*Entries shown:*
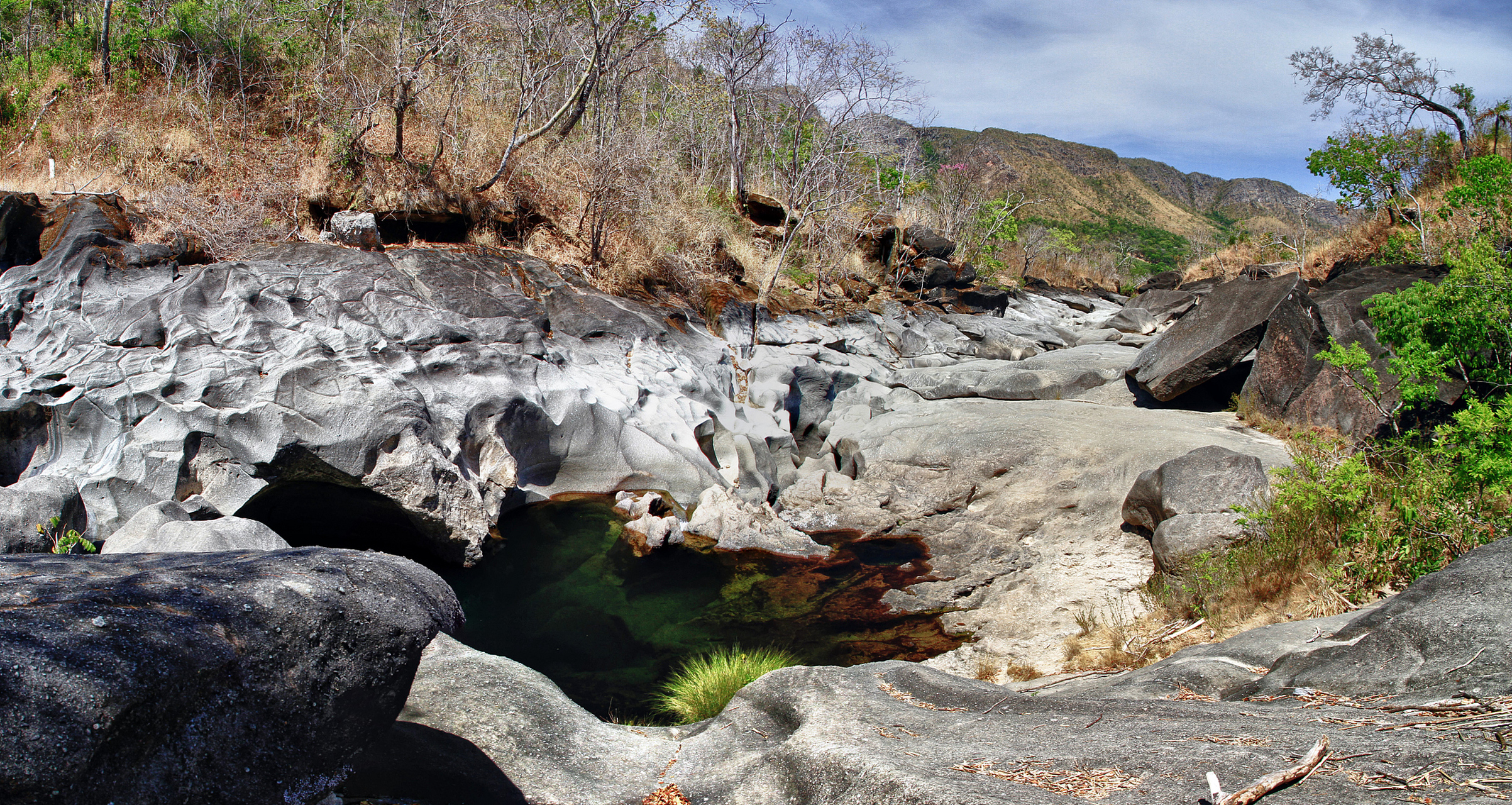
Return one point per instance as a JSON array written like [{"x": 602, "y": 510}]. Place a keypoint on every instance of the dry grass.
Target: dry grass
[
  {"x": 997, "y": 671},
  {"x": 1078, "y": 783}
]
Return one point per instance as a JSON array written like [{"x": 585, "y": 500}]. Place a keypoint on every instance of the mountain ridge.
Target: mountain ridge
[{"x": 1078, "y": 182}]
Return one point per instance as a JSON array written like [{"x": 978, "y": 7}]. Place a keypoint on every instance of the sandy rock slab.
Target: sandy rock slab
[
  {"x": 900, "y": 735},
  {"x": 1018, "y": 503},
  {"x": 236, "y": 677}
]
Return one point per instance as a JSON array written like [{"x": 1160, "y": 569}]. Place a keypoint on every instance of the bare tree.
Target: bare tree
[
  {"x": 1384, "y": 80},
  {"x": 830, "y": 82},
  {"x": 614, "y": 31},
  {"x": 422, "y": 36},
  {"x": 736, "y": 52}
]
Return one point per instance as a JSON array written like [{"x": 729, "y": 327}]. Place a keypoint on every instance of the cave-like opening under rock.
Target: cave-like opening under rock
[
  {"x": 23, "y": 431},
  {"x": 566, "y": 595},
  {"x": 339, "y": 516}
]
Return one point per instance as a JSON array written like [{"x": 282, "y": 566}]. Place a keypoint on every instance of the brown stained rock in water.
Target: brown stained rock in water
[{"x": 842, "y": 591}]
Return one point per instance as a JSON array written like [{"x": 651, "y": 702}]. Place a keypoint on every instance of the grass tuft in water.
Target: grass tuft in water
[{"x": 708, "y": 681}]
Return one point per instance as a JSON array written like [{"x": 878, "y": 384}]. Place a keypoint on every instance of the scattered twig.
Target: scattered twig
[
  {"x": 1467, "y": 662},
  {"x": 1169, "y": 638},
  {"x": 1275, "y": 780},
  {"x": 40, "y": 113},
  {"x": 997, "y": 702},
  {"x": 1073, "y": 677}
]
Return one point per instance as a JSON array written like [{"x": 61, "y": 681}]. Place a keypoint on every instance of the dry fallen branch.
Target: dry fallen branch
[{"x": 1251, "y": 793}]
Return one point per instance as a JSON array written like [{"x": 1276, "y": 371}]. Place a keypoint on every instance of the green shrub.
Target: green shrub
[
  {"x": 1364, "y": 521},
  {"x": 64, "y": 542},
  {"x": 1396, "y": 250},
  {"x": 707, "y": 683}
]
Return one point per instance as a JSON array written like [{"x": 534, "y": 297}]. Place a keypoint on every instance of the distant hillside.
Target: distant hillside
[{"x": 1088, "y": 184}]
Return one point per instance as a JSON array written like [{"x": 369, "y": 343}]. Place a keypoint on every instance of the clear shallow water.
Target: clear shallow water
[{"x": 568, "y": 597}]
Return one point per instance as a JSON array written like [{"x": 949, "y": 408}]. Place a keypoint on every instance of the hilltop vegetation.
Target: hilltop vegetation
[{"x": 626, "y": 136}]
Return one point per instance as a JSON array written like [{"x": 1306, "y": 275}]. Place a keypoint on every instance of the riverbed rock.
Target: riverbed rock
[
  {"x": 1059, "y": 374},
  {"x": 1133, "y": 319},
  {"x": 895, "y": 733},
  {"x": 235, "y": 677},
  {"x": 454, "y": 386},
  {"x": 1186, "y": 536},
  {"x": 1228, "y": 325},
  {"x": 1163, "y": 304},
  {"x": 1207, "y": 480},
  {"x": 1292, "y": 385},
  {"x": 35, "y": 501},
  {"x": 168, "y": 527},
  {"x": 1018, "y": 504},
  {"x": 357, "y": 229},
  {"x": 1207, "y": 669},
  {"x": 728, "y": 523},
  {"x": 1447, "y": 633}
]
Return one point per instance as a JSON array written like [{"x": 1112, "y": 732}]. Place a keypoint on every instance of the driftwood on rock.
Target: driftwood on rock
[{"x": 1251, "y": 793}]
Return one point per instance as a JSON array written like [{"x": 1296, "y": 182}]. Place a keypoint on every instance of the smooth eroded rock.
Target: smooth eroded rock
[{"x": 230, "y": 677}]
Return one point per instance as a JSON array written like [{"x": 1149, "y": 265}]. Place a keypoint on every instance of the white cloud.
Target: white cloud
[{"x": 1200, "y": 84}]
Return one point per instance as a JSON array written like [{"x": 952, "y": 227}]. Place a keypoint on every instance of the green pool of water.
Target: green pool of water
[{"x": 565, "y": 595}]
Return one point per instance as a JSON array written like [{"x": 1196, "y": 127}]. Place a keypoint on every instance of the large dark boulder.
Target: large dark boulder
[
  {"x": 240, "y": 677},
  {"x": 1290, "y": 383},
  {"x": 1342, "y": 300},
  {"x": 1446, "y": 635},
  {"x": 1163, "y": 304},
  {"x": 21, "y": 218},
  {"x": 1166, "y": 280},
  {"x": 1219, "y": 333}
]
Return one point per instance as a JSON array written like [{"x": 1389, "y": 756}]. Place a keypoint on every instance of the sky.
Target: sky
[{"x": 1203, "y": 85}]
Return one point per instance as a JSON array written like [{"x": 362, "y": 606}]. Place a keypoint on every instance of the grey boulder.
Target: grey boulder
[
  {"x": 168, "y": 527},
  {"x": 357, "y": 229},
  {"x": 1447, "y": 633},
  {"x": 1133, "y": 319},
  {"x": 1208, "y": 669},
  {"x": 35, "y": 501},
  {"x": 1207, "y": 480},
  {"x": 204, "y": 679},
  {"x": 893, "y": 733},
  {"x": 1059, "y": 374},
  {"x": 1163, "y": 304},
  {"x": 1184, "y": 536}
]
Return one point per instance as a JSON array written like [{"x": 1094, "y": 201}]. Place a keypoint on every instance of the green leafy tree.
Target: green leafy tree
[
  {"x": 64, "y": 542},
  {"x": 1487, "y": 192},
  {"x": 1461, "y": 326},
  {"x": 1376, "y": 172}
]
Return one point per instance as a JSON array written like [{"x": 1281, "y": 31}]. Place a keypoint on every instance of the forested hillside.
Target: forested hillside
[{"x": 624, "y": 135}]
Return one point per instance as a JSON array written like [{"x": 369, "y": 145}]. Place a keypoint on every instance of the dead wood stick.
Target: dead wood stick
[
  {"x": 29, "y": 132},
  {"x": 1467, "y": 662},
  {"x": 1169, "y": 638},
  {"x": 1251, "y": 793},
  {"x": 997, "y": 702}
]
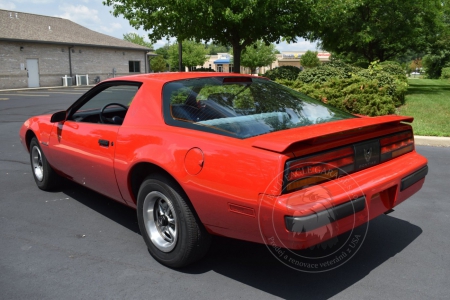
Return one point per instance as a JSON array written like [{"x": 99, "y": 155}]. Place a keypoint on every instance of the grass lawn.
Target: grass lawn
[{"x": 428, "y": 101}]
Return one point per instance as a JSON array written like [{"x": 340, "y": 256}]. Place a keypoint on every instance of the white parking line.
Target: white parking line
[
  {"x": 64, "y": 93},
  {"x": 30, "y": 95}
]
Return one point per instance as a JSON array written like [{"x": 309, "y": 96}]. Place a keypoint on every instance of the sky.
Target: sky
[{"x": 94, "y": 15}]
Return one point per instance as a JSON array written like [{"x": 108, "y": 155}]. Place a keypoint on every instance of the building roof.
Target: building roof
[{"x": 18, "y": 26}]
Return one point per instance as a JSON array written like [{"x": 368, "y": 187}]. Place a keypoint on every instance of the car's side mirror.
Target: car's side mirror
[{"x": 59, "y": 116}]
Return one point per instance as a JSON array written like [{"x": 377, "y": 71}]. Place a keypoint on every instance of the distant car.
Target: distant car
[{"x": 201, "y": 154}]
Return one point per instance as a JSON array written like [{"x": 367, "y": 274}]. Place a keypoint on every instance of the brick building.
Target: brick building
[
  {"x": 222, "y": 62},
  {"x": 38, "y": 51}
]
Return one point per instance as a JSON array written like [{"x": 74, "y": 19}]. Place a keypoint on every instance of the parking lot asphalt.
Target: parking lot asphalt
[{"x": 76, "y": 244}]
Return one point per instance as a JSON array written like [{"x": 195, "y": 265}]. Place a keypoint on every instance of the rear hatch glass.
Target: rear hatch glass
[{"x": 242, "y": 107}]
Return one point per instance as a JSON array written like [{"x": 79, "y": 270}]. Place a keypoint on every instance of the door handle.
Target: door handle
[{"x": 103, "y": 143}]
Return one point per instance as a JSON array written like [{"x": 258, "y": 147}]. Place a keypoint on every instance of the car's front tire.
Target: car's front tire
[
  {"x": 45, "y": 177},
  {"x": 173, "y": 234}
]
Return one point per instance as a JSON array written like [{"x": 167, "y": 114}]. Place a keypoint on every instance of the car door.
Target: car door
[{"x": 83, "y": 146}]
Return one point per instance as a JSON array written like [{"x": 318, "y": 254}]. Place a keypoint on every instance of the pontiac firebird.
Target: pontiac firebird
[{"x": 201, "y": 154}]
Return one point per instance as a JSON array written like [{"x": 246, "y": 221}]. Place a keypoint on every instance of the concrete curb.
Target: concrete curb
[
  {"x": 435, "y": 141},
  {"x": 46, "y": 88}
]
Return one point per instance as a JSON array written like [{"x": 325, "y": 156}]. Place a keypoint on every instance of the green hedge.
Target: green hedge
[
  {"x": 203, "y": 70},
  {"x": 375, "y": 91}
]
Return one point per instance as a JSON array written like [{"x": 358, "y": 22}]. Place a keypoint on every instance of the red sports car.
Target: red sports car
[{"x": 201, "y": 154}]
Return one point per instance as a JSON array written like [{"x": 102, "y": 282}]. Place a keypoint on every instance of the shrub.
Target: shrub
[
  {"x": 323, "y": 73},
  {"x": 283, "y": 72},
  {"x": 202, "y": 70},
  {"x": 445, "y": 74},
  {"x": 394, "y": 69},
  {"x": 356, "y": 95}
]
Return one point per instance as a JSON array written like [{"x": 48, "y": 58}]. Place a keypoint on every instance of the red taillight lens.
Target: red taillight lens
[
  {"x": 319, "y": 168},
  {"x": 396, "y": 145}
]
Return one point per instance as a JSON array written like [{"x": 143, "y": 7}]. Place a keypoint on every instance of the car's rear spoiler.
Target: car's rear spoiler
[{"x": 280, "y": 141}]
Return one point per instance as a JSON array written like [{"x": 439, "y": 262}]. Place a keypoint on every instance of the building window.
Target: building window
[{"x": 134, "y": 66}]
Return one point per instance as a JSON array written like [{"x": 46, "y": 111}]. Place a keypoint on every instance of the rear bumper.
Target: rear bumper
[
  {"x": 313, "y": 215},
  {"x": 346, "y": 209}
]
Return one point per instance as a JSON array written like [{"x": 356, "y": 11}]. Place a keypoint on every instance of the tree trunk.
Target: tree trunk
[
  {"x": 237, "y": 48},
  {"x": 180, "y": 56}
]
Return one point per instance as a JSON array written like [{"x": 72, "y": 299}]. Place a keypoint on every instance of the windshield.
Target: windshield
[{"x": 242, "y": 106}]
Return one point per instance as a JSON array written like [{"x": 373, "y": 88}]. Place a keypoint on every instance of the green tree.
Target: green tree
[
  {"x": 163, "y": 51},
  {"x": 310, "y": 59},
  {"x": 137, "y": 39},
  {"x": 438, "y": 55},
  {"x": 214, "y": 49},
  {"x": 235, "y": 23},
  {"x": 375, "y": 29},
  {"x": 158, "y": 64},
  {"x": 194, "y": 54},
  {"x": 258, "y": 55}
]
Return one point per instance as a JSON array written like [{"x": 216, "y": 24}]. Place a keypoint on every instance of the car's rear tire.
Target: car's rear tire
[
  {"x": 45, "y": 177},
  {"x": 173, "y": 233}
]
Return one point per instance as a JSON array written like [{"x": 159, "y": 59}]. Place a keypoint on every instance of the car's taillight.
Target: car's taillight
[
  {"x": 396, "y": 145},
  {"x": 319, "y": 168}
]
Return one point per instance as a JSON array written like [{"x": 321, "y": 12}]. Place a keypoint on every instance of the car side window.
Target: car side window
[{"x": 109, "y": 106}]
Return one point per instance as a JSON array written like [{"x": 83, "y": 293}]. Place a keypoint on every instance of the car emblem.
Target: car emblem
[{"x": 368, "y": 154}]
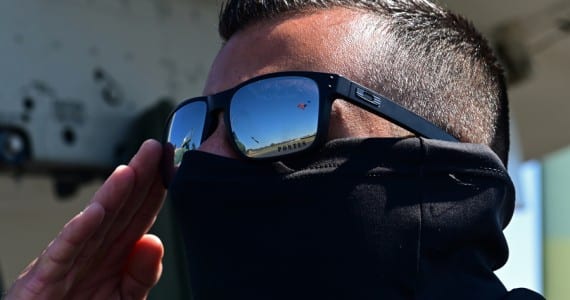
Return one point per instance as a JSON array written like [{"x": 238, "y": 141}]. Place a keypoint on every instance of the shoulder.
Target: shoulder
[{"x": 523, "y": 294}]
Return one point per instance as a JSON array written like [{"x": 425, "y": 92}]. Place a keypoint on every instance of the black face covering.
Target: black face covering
[{"x": 366, "y": 219}]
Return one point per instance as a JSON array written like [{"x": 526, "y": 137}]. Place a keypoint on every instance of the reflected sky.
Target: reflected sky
[
  {"x": 187, "y": 127},
  {"x": 275, "y": 110}
]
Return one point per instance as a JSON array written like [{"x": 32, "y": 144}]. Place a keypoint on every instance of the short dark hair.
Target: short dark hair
[{"x": 428, "y": 59}]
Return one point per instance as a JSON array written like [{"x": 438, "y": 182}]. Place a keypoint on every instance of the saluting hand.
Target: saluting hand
[{"x": 104, "y": 251}]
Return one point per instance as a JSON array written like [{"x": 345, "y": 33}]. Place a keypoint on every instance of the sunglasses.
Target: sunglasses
[{"x": 278, "y": 115}]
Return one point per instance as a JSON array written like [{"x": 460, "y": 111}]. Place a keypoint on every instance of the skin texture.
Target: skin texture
[
  {"x": 319, "y": 41},
  {"x": 104, "y": 252}
]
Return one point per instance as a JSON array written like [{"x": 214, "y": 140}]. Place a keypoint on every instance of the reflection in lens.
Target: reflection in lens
[
  {"x": 275, "y": 116},
  {"x": 186, "y": 129}
]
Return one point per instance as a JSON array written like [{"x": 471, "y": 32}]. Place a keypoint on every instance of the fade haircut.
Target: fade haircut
[{"x": 426, "y": 58}]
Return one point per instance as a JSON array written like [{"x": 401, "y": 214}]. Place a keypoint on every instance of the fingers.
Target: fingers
[
  {"x": 144, "y": 267},
  {"x": 122, "y": 204}
]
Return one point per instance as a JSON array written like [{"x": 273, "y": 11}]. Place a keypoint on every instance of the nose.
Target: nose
[{"x": 218, "y": 142}]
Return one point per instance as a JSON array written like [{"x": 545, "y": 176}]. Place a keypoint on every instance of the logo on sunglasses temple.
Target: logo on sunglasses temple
[{"x": 368, "y": 97}]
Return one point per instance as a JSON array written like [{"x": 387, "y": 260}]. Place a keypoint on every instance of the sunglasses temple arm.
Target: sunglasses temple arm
[{"x": 390, "y": 110}]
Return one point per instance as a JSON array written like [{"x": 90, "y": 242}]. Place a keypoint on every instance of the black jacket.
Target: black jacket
[{"x": 372, "y": 219}]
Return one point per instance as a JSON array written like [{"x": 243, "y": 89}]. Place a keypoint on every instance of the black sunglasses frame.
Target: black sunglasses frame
[{"x": 331, "y": 87}]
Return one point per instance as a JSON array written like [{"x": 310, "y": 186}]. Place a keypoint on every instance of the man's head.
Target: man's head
[{"x": 421, "y": 56}]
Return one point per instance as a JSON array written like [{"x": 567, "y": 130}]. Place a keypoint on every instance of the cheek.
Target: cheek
[{"x": 340, "y": 125}]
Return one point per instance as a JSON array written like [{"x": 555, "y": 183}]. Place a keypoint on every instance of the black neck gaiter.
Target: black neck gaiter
[{"x": 365, "y": 219}]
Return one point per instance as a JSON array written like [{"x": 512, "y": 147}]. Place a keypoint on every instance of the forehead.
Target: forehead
[{"x": 322, "y": 40}]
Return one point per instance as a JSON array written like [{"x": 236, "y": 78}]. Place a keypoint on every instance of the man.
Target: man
[{"x": 375, "y": 213}]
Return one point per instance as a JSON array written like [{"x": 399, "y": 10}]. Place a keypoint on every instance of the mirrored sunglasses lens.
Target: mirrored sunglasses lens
[
  {"x": 275, "y": 116},
  {"x": 184, "y": 133}
]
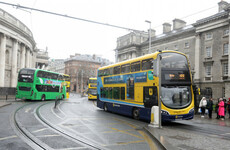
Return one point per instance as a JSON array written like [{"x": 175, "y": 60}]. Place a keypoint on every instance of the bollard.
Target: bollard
[
  {"x": 55, "y": 104},
  {"x": 154, "y": 117}
]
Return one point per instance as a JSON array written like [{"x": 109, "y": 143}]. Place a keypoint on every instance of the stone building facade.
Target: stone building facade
[
  {"x": 205, "y": 42},
  {"x": 81, "y": 68},
  {"x": 17, "y": 49}
]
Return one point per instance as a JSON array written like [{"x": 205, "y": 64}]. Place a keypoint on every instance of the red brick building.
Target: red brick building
[{"x": 81, "y": 68}]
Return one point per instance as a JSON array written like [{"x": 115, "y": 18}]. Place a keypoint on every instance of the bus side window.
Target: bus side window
[
  {"x": 136, "y": 66},
  {"x": 147, "y": 64},
  {"x": 116, "y": 70},
  {"x": 116, "y": 93},
  {"x": 125, "y": 68},
  {"x": 150, "y": 96}
]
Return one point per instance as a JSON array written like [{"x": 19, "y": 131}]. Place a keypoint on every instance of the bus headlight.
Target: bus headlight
[
  {"x": 164, "y": 112},
  {"x": 191, "y": 110}
]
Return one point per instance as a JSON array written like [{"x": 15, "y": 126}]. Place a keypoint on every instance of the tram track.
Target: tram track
[
  {"x": 34, "y": 141},
  {"x": 200, "y": 128}
]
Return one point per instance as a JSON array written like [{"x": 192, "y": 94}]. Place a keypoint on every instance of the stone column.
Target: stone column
[
  {"x": 14, "y": 64},
  {"x": 23, "y": 56},
  {"x": 197, "y": 58},
  {"x": 2, "y": 59},
  {"x": 27, "y": 58}
]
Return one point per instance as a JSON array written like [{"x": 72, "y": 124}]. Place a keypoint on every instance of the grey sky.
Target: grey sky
[{"x": 64, "y": 36}]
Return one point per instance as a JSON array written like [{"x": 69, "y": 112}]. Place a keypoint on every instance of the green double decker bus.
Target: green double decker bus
[{"x": 37, "y": 84}]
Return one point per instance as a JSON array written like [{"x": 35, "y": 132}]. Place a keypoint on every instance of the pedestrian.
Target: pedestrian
[
  {"x": 210, "y": 107},
  {"x": 221, "y": 109},
  {"x": 202, "y": 105},
  {"x": 228, "y": 107}
]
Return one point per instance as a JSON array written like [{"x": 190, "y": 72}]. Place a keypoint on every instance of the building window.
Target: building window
[
  {"x": 226, "y": 32},
  {"x": 208, "y": 70},
  {"x": 209, "y": 51},
  {"x": 225, "y": 49},
  {"x": 225, "y": 69},
  {"x": 208, "y": 36},
  {"x": 186, "y": 44}
]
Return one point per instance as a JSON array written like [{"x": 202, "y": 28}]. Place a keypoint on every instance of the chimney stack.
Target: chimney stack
[
  {"x": 177, "y": 24},
  {"x": 166, "y": 27},
  {"x": 222, "y": 4}
]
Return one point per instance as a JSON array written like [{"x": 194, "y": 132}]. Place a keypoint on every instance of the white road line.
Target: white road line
[
  {"x": 27, "y": 110},
  {"x": 55, "y": 113},
  {"x": 39, "y": 130},
  {"x": 9, "y": 137},
  {"x": 61, "y": 110},
  {"x": 52, "y": 135}
]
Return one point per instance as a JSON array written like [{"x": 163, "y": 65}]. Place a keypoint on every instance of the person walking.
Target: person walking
[
  {"x": 202, "y": 105},
  {"x": 221, "y": 109},
  {"x": 217, "y": 109},
  {"x": 210, "y": 107}
]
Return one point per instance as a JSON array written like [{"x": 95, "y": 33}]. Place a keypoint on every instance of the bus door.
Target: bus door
[{"x": 150, "y": 96}]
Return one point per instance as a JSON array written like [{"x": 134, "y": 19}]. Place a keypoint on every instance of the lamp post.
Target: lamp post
[{"x": 149, "y": 35}]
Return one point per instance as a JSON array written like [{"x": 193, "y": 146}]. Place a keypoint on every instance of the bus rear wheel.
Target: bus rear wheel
[
  {"x": 43, "y": 97},
  {"x": 136, "y": 113}
]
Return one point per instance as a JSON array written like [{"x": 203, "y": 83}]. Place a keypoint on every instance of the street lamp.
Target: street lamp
[{"x": 149, "y": 35}]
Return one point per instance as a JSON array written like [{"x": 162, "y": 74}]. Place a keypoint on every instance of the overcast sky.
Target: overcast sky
[{"x": 64, "y": 36}]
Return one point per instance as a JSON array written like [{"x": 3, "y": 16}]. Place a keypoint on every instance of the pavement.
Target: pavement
[
  {"x": 4, "y": 103},
  {"x": 196, "y": 134}
]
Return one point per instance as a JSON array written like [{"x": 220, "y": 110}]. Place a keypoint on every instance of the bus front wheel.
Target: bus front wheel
[
  {"x": 43, "y": 97},
  {"x": 136, "y": 113}
]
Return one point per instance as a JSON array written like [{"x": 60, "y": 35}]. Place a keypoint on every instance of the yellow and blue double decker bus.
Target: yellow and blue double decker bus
[
  {"x": 92, "y": 89},
  {"x": 67, "y": 84},
  {"x": 132, "y": 87},
  {"x": 37, "y": 84}
]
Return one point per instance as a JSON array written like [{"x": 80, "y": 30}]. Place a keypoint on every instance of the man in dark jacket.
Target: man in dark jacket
[{"x": 210, "y": 107}]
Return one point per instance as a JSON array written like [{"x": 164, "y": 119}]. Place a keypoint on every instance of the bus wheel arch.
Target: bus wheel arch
[
  {"x": 43, "y": 97},
  {"x": 136, "y": 113}
]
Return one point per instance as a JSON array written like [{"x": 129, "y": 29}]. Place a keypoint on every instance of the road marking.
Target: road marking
[
  {"x": 122, "y": 131},
  {"x": 225, "y": 134},
  {"x": 27, "y": 110},
  {"x": 131, "y": 142},
  {"x": 150, "y": 142},
  {"x": 61, "y": 110},
  {"x": 9, "y": 137},
  {"x": 52, "y": 135},
  {"x": 39, "y": 130},
  {"x": 116, "y": 131}
]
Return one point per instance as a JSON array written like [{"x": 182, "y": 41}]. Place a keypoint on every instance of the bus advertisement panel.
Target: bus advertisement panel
[
  {"x": 37, "y": 84},
  {"x": 92, "y": 89}
]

*Exercise prompt:* Look above for the line with "the car's taillight." and the line with "the saluting hand."; set down those two lines and all lines between them exactly, without pictures and without anything else.

*Answer space:*
Return one point per instance as a JSON array written like [{"x": 159, "y": 59}]. Place a keypoint on every instance of the car's taillight.
Target: car's taillight
[
  {"x": 396, "y": 145},
  {"x": 319, "y": 168}
]
Return one point per instance as a JSON array written like [{"x": 321, "y": 12}]. Place a keypoint on every instance of the car side window.
Target: car side window
[{"x": 109, "y": 106}]
Return one point per instance as a JSON array written like [{"x": 83, "y": 293}]. Place a keypoint on every instance of the car emblem.
Target: car emblem
[{"x": 368, "y": 154}]
Return one point per instance as a JSON array written like [{"x": 238, "y": 141}]. Place a keypoint on every instance of the shoulder.
Target: shoulder
[{"x": 523, "y": 294}]
Return one point per instance as a JSON array written like [{"x": 425, "y": 92}]. Place a keypoint on every instance of the black face covering.
Target: black face covering
[{"x": 366, "y": 219}]
Return one point per instance as a JSON array written like [{"x": 526, "y": 137}]. Place a keypoint on every instance of the reflected sky.
Target: reflected sky
[
  {"x": 187, "y": 127},
  {"x": 275, "y": 110}
]
Return one point per instance as a JSON array written like [{"x": 32, "y": 144}]. Place a keypoint on every instance of the short dark hair.
Target: short dark hair
[{"x": 428, "y": 59}]
Return one point per instance as a JSON array written like [{"x": 438, "y": 182}]. Place a keypoint on every instance of the saluting hand.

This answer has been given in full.